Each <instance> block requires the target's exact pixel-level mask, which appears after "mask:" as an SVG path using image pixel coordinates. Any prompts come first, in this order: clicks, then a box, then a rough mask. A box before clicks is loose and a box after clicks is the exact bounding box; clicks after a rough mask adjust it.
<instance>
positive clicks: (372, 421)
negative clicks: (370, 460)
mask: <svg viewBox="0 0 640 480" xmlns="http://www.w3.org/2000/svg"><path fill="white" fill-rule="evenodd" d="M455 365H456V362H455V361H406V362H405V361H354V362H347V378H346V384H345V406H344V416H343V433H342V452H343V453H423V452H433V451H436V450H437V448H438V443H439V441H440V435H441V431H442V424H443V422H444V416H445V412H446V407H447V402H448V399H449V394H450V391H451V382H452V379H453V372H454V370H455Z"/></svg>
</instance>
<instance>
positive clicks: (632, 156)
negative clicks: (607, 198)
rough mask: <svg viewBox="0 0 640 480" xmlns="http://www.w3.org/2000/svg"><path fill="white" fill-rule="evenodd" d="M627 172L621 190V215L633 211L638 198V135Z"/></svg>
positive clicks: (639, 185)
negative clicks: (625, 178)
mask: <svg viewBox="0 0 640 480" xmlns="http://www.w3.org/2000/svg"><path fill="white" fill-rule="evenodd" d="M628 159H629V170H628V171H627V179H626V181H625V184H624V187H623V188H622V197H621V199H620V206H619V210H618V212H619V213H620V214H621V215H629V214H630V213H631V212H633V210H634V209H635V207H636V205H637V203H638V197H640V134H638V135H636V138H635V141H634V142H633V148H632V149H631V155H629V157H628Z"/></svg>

═══

TASK BRIEF
Starting from the data above, filter for lines with "rough" and copy each one.

ANSWER BELOW
Each <instance> block requires the target's exact pixel-level mask, which appears after "mask:" as an SVG path using image pixel coordinates. Any prompts come first, in this order: clicks, then a box, then a rough mask. A box before clicks is loose and a box after clicks is the exact bounding box; clicks after a rough mask adjust it.
rough mask: <svg viewBox="0 0 640 480" xmlns="http://www.w3.org/2000/svg"><path fill="white" fill-rule="evenodd" d="M627 172L621 190V215L633 211L638 198V135Z"/></svg>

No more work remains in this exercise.